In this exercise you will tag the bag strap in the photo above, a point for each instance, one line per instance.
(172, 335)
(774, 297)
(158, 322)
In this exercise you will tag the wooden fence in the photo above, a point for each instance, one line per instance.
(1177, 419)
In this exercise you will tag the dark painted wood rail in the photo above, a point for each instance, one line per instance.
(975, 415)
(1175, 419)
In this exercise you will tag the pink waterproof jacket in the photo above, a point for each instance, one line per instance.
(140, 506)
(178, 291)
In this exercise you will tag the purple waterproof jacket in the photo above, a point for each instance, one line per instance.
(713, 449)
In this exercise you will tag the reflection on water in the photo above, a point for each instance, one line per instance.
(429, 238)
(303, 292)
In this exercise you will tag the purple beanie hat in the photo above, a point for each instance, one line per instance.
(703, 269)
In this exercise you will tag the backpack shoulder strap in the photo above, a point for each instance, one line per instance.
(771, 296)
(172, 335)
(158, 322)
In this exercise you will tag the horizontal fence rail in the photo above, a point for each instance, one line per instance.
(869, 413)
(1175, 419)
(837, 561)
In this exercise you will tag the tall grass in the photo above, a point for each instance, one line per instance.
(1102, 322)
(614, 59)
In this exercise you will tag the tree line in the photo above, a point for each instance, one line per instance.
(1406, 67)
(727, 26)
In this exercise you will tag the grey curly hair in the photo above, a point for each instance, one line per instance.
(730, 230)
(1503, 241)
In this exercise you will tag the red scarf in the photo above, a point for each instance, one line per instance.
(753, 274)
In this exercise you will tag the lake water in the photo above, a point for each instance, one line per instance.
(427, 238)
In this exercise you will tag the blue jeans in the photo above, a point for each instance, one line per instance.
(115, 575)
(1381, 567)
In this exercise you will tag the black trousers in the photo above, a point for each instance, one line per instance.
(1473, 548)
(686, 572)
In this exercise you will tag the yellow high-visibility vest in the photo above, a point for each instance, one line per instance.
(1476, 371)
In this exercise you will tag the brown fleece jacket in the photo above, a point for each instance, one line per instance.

————————

WHAT TO DO:
Would you retype all of the data exactly as shown?

YOUR RESPONSE:
In this exercise you will tag the bag strap in the photo above, a point for each instance, one line per instance.
(172, 335)
(774, 297)
(158, 322)
In this exercise you will tag the wooden fence in the photo above, a point for each instance, one line per instance.
(1177, 419)
In this exercise you will tag the dark painted wood rail in the photo above, a point for each instance, one line per instance.
(975, 415)
(1175, 419)
In this exercise you will tag the pink waterproof jacket in the photo above, a point for each instance, one line per instance.
(140, 506)
(178, 291)
In this exercise you will tag the purple waterproof jacket in the photo above, a point for each instance, one line per instance.
(713, 449)
In this exercise you will tag the reflection on water in the photo above, a point for each instance, one line per instance.
(429, 238)
(303, 292)
In this exercise you will tag the purple beanie hat in the photo above, a point for each instance, one line per instance.
(703, 269)
In this exercise you will tag the backpack shoulder strap in the photo above, a point for each instance, one line per instance.
(771, 296)
(172, 335)
(158, 322)
In this exercise you will tag the horizontal fence rail in the photo above, a point for each instance, one line per instance.
(869, 413)
(1175, 419)
(837, 561)
In this exercise you will tag the tall grass in the photo above, a point for each instance, one line per instance.
(1102, 322)
(614, 59)
In this exercise you will tag the tree line in the photo above, a point for each instance, one line per instance.
(1406, 67)
(727, 26)
In this exercise you will tag the grey curly hair in the photo above, a point for each instance, one line per instance.
(730, 230)
(1503, 241)
In this exercise you will tag the red scarf in the photo above, a point for each instance, one line per instance.
(753, 274)
In this exercise you will tag the lake water in the photo above, a point for each instance, one line per instance.
(427, 238)
In this exercise you will tag the blue jeans in the photo above, a point for each instance, one line per instance.
(115, 575)
(1381, 567)
In this exercise you will tag the black trousers in the photo above, a point for each instance, one line per instance.
(1473, 548)
(686, 572)
In this exercise you will tag the yellow high-visibility vest in the photo above, a point for each instance, one line per instance.
(1476, 371)
In this exercise you will tag the brown fleece jacket in the photo above, a point for each instance, one line per instance.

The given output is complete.